[Stored data entries]
════

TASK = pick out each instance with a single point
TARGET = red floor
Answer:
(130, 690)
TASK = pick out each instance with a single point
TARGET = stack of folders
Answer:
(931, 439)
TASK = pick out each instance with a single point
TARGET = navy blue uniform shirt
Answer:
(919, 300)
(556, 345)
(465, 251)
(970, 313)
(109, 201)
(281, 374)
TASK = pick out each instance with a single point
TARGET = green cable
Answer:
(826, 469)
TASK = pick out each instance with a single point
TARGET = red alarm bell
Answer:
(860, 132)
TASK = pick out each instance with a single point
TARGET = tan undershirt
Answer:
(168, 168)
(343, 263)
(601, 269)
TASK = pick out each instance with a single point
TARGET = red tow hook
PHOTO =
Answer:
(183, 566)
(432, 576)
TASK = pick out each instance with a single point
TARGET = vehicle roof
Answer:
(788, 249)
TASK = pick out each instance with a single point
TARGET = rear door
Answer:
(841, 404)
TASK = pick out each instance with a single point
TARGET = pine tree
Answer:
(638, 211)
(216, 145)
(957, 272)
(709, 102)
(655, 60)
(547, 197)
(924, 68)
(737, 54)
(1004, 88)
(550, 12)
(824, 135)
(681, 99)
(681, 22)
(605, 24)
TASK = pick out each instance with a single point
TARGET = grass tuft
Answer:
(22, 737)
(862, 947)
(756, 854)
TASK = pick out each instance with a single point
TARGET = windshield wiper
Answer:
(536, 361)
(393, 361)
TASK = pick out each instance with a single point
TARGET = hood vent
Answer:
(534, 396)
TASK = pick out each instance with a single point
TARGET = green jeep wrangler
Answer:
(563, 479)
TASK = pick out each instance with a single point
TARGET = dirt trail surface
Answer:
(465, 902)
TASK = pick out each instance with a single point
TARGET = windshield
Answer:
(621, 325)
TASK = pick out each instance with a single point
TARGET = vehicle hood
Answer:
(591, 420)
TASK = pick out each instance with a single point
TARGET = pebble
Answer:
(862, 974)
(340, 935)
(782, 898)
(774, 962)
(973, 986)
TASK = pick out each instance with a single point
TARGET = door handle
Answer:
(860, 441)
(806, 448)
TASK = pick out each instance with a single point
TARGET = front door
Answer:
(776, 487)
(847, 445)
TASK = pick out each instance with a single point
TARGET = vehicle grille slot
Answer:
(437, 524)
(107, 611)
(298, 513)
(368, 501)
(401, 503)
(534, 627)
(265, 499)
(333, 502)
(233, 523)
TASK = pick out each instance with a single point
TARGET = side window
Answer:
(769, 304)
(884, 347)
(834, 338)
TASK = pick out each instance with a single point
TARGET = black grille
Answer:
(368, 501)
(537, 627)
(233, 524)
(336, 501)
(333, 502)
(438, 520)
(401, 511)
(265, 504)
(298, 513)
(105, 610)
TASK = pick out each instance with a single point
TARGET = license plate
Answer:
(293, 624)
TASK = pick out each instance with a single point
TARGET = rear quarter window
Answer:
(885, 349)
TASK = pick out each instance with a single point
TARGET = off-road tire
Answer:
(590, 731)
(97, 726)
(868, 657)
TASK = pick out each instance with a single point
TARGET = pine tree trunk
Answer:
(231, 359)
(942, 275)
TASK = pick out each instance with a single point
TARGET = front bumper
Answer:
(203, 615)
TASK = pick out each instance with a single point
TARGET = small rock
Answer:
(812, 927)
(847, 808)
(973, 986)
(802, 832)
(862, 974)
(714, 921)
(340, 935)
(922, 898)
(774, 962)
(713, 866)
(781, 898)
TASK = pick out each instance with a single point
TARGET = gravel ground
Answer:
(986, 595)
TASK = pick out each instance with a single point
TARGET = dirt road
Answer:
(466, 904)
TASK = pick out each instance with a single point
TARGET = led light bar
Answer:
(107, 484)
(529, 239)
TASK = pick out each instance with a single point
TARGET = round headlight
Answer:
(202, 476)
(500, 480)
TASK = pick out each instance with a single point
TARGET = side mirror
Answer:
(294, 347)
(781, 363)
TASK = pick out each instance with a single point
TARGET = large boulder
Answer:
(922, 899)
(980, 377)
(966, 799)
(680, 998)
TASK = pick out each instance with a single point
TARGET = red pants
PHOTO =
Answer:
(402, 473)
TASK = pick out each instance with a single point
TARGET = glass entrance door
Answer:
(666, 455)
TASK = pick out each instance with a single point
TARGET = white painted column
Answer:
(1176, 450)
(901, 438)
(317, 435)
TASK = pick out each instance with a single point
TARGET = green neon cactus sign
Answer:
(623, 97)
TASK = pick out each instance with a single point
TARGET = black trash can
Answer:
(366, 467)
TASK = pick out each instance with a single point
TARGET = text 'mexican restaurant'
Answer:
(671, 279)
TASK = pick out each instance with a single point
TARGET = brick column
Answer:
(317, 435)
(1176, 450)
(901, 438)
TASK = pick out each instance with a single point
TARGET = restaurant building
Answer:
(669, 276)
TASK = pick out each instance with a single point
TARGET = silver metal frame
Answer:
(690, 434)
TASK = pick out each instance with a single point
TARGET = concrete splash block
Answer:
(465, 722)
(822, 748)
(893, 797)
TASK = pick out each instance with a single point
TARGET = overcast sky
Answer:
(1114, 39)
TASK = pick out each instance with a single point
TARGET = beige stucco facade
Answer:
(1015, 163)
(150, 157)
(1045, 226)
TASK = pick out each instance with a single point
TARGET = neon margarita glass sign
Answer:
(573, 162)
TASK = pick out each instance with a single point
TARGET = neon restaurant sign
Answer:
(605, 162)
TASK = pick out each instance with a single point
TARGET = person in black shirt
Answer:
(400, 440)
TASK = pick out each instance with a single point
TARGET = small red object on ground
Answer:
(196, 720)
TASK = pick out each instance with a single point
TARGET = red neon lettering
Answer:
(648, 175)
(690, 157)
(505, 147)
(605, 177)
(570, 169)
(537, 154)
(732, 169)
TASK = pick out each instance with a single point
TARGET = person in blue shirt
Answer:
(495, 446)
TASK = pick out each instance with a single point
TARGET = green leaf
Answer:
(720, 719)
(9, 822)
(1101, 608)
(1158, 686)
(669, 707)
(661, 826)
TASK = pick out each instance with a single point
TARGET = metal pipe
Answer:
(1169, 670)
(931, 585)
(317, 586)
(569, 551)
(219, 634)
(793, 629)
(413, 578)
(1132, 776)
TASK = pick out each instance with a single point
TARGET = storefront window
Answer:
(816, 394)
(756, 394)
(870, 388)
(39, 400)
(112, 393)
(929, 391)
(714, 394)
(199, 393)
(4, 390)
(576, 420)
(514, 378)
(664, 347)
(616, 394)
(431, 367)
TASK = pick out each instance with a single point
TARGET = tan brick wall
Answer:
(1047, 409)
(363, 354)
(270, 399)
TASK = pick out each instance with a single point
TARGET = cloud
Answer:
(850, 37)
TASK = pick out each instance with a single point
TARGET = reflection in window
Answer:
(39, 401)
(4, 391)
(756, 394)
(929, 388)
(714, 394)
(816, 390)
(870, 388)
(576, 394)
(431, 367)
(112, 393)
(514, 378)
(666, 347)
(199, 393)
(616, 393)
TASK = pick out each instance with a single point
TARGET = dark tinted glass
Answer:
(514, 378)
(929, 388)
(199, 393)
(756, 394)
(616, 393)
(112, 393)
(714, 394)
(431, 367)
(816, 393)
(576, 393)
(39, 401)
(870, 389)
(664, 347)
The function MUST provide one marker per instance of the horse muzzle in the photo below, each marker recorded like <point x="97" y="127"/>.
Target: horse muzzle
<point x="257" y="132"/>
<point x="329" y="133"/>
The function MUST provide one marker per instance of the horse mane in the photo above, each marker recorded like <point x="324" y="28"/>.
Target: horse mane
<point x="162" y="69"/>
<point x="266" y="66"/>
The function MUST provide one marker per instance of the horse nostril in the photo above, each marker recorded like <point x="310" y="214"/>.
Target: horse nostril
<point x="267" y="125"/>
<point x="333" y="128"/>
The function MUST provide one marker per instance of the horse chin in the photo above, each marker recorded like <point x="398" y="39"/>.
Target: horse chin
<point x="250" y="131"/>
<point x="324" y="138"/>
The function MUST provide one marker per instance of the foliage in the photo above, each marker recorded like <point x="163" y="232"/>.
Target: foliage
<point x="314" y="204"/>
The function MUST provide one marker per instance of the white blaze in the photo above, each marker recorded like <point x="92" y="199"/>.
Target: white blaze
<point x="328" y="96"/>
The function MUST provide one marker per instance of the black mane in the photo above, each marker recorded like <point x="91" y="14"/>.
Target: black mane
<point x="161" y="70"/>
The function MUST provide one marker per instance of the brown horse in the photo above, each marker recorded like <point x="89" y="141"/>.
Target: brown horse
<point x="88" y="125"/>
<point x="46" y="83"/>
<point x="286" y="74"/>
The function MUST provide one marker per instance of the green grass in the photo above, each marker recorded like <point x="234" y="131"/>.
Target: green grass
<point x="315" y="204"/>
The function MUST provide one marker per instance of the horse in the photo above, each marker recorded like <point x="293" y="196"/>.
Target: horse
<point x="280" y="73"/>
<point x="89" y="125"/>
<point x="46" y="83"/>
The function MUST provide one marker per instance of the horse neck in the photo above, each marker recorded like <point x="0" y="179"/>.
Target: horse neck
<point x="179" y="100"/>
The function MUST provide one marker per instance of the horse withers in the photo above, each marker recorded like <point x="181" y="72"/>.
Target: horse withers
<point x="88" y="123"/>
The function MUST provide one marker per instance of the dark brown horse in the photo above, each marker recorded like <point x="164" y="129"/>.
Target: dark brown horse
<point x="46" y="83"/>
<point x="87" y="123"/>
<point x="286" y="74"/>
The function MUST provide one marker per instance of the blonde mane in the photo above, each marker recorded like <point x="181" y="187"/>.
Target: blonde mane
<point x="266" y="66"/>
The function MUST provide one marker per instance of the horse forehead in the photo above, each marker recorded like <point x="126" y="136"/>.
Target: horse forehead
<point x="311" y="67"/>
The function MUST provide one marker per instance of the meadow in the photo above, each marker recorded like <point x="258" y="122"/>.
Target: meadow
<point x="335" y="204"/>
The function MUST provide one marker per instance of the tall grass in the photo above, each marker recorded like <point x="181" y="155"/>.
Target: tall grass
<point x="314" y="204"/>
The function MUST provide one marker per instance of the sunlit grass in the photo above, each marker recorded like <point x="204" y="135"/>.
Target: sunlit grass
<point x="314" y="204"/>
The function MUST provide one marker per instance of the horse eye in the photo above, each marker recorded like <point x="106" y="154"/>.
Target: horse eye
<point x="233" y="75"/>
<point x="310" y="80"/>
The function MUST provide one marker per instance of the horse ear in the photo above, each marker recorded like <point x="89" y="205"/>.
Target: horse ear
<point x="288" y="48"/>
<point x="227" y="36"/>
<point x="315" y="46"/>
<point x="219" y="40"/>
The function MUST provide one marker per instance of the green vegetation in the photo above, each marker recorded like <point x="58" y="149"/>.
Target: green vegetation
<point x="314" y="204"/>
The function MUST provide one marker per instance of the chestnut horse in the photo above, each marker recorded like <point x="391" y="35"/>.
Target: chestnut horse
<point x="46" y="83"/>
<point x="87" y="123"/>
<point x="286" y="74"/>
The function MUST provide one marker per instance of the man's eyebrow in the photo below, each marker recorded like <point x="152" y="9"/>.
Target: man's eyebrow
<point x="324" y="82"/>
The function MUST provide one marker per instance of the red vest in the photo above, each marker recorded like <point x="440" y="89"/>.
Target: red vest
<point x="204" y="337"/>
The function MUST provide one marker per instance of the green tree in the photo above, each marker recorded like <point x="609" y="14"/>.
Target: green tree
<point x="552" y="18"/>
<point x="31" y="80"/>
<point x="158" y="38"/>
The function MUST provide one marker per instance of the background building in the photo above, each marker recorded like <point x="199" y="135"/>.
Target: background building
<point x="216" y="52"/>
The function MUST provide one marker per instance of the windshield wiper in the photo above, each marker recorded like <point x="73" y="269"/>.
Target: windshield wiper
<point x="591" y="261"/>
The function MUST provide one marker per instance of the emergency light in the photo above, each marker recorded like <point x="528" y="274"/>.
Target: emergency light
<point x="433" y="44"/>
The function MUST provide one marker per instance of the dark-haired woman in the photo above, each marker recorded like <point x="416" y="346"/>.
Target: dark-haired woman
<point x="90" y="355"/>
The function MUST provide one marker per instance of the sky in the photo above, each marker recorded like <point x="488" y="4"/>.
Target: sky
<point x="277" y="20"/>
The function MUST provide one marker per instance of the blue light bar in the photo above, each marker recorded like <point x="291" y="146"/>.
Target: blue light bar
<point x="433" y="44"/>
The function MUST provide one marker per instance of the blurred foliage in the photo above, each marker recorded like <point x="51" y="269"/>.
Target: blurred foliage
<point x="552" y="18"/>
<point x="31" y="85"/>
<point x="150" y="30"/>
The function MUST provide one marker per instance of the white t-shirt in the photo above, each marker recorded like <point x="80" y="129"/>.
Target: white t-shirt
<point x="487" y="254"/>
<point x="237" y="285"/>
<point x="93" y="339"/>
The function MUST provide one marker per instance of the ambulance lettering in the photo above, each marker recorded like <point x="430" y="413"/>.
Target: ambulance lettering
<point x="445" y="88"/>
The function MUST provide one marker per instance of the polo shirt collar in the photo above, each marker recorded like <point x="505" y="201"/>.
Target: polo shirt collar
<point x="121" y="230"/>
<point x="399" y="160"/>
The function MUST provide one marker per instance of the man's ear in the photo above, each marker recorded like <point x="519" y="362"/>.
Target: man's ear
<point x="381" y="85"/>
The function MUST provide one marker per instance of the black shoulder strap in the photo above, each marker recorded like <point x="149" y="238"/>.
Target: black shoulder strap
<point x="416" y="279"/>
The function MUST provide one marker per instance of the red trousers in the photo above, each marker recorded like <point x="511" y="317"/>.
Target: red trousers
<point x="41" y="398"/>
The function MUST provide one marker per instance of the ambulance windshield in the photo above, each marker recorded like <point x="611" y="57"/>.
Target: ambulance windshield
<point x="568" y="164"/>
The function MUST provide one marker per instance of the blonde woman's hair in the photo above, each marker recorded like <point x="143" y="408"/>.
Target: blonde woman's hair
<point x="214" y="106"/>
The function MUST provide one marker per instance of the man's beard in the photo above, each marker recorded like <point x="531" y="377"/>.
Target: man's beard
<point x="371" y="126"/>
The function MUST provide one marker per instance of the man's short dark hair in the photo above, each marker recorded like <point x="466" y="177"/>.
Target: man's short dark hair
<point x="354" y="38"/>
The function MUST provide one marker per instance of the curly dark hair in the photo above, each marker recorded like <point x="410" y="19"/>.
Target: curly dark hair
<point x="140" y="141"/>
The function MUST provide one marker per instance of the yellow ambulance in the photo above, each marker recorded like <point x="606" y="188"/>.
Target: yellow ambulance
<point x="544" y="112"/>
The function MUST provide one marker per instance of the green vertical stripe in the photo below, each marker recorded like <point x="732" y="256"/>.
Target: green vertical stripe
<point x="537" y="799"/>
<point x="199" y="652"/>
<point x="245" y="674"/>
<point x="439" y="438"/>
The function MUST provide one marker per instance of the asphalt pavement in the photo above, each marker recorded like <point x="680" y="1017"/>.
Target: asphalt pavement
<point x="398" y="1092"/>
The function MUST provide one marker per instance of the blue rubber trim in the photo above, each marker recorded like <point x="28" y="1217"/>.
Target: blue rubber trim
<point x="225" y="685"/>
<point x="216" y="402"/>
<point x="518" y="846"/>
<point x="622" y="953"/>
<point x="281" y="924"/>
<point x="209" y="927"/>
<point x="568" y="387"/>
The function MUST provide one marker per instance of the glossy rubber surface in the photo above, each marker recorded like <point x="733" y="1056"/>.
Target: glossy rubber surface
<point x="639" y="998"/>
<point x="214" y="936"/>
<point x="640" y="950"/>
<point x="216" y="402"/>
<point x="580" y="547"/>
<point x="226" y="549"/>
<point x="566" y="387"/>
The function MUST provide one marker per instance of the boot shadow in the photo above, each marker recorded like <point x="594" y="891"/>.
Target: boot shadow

════

## Problem
Where does the string "side" appear in the records above? Return every line that holds it.

## Written response
TARGET = side window
TARGET = side mirror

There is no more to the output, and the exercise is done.